## Given instruction a
Format the rows from their first line through the line holding "[(338, 201)]", inclusive, as a JSON list of strings with one string per line and blank lines left out. Leave the pictures out of the result.

## Text passage
"""

# Second snow for us



## kcress31 (Sep 20, 2009)

It came early. Heading out for more sand at 5:00 am


----------



## grandview (Oct 9, 2005)

Looks wet and heavy Care to narrow down what town your in/


----------



## kcress31 (Sep 20, 2009)

Marathon, Ontario.


----------



## grandview (Oct 9, 2005)

Just checked your location. So ,how are the Eskimos doing?


----------



## kcress31 (Sep 20, 2009)

We are just fine. We put away the bikinis in July.


----------



## DeVries (Nov 27, 2007)

Please keep that stuff for at least another month before sending it south, there's way to much that needs to be done before I see that stuff.


----------



## GPS (Jun 27, 2008)

Thanks for the pictures. 

It's like giving the junkie his fix purplebou


----------



## SuperdutyShane (Mar 6, 2009)

Looks good  
May I ask, why the upside down pushers?


----------



## Advantage (Nov 7, 2007)

SuperdutyShane;840811 said:


> Looks good
> May I ask, why the upside down pushers?


I believe those are the reversible ones with rubber on one side and steel on the other?


----------



## JohnnyRoyale (Jun 18, 2006)

"""

## Given instruction b
Pick up the forum thread about the early snow where it ends and keep it going.

## Rows

"""

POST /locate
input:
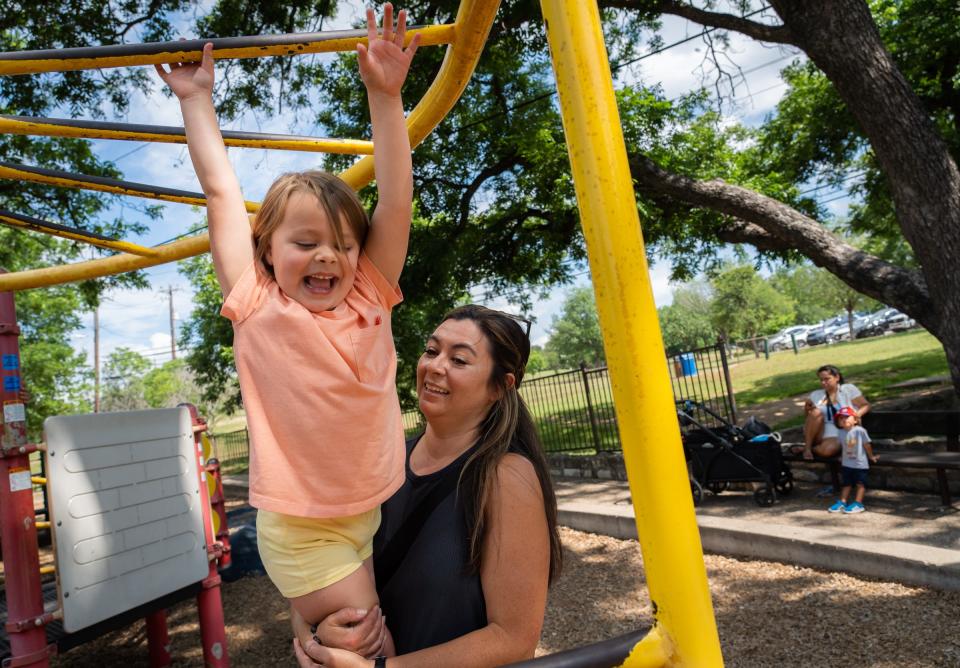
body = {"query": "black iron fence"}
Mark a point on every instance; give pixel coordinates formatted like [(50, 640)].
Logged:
[(574, 409), (231, 446)]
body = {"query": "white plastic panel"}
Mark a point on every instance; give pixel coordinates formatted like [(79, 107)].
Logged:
[(125, 504)]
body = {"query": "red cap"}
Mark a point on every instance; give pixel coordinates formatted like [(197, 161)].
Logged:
[(844, 411)]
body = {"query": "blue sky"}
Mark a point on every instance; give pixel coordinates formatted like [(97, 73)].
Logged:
[(140, 319)]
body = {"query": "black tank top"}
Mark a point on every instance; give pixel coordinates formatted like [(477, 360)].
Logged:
[(431, 598)]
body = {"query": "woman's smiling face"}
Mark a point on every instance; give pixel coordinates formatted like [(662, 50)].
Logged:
[(453, 374), (828, 381)]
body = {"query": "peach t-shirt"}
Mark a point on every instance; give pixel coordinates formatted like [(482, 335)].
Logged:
[(326, 439)]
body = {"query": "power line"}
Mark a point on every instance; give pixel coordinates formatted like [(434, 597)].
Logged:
[(614, 68)]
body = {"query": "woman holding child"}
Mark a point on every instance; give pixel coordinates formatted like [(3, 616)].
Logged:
[(469, 544), (820, 434)]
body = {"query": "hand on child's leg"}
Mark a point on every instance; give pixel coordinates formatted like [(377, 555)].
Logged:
[(348, 602)]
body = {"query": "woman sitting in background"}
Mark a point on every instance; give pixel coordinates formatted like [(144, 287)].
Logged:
[(820, 434)]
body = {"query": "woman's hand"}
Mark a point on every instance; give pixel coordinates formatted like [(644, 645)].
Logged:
[(188, 80), (383, 60), (360, 631), (318, 655)]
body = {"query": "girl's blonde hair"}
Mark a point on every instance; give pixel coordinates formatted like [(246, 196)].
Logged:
[(338, 201)]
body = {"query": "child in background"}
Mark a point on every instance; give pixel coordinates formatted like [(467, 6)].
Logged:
[(856, 454), (310, 297)]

"""

## Answer a
[
  "POST /locate",
  "input:",
  "body = {\"query\": \"black iron fence\"}",
  "Mark a point on every instance; give pixel coordinates formatted like [(50, 640)].",
  "Logged:",
  "[(574, 409), (231, 446)]",
  "body = {\"query\": \"white plastic panel\"}",
  "Mark a point on every instance; give pixel coordinates formatted like [(79, 107)].",
  "Logged:",
  "[(125, 504)]",
  "body = {\"query\": \"red cap\"}",
  "Mark a point on every instance; give pixel coordinates formatted like [(197, 161)].",
  "Logged:",
  "[(844, 411)]",
  "body = {\"query\": \"blue sky\"}",
  "Mark a point on every instance; give pixel coordinates formatted like [(97, 73)].",
  "Logged:",
  "[(140, 319)]",
  "body = {\"query\": \"black tank top\"}",
  "Mark a point on every instance; give pixel coordinates formatted like [(477, 360)].",
  "Logged:",
  "[(431, 598)]",
  "body = {\"query\": \"woman's smiling face\"}",
  "Mark a point on every instance; give pixel coordinates formatted like [(662, 50)].",
  "Logged:",
  "[(453, 374), (828, 381)]",
  "body = {\"query\": \"peach t-shirt\"}",
  "Mark a point on every instance; give pixel coordinates formatted like [(482, 335)].",
  "Logged:",
  "[(326, 439)]",
  "body = {\"query\": \"power line\"}",
  "Mark a point on every instance; give pixel coordinates formatted like [(434, 597)].",
  "Logged:",
  "[(614, 68)]",
  "body = {\"query\": \"woman holding child\"}",
  "Mark a point on every instance; give pixel coordinates formatted like [(3, 616)].",
  "Logged:",
  "[(469, 544), (820, 434)]",
  "body = {\"query\": \"hand on child's leg\"}",
  "Mark a point on every instance; give pixel coordinates formatted like [(377, 555)].",
  "Logged:",
  "[(348, 602)]",
  "body = {\"query\": \"woman sitting in background\"}",
  "Mark a point on every instance; give pixel coordinates formatted like [(144, 287)].",
  "Logged:",
  "[(820, 434)]",
  "body = {\"query\": \"woman's hand\"}",
  "Mark a point on every instance; give pixel coordinates formatted like [(644, 645)].",
  "Logged:",
  "[(188, 80), (383, 60), (360, 631), (318, 655)]",
  "body = {\"query\": \"girl's blonde hair\"}",
  "Mark a point on every instance; give pixel coordinates formatted like [(246, 196)].",
  "Logged:",
  "[(338, 201)]"
]

## Answer b
SuperdutyShane;840811 said:


> Looks good
> May I ask, why the upside down pushers?


Drunk operator. :laughing:


----------



## kcress31 (Sep 20, 2009)

Advantage;840843 said:


> I believe those are the reversible ones with rubber on one side and steel on the other?


Yup. They are the pro tech switchblade. They work pretty good. We mostly use the rubber side. Another nice thing is that if your rubber were to tear or rip off or the steel edge were to fail you always have a backup pusher with you. My only complaint is that they steel side wear shoes wear a little to fast.


----------



## f250man (Jan 28, 2005)

Send some here to Ohio Im ready.


----------



## NBI Lawn (Oct 15, 2007)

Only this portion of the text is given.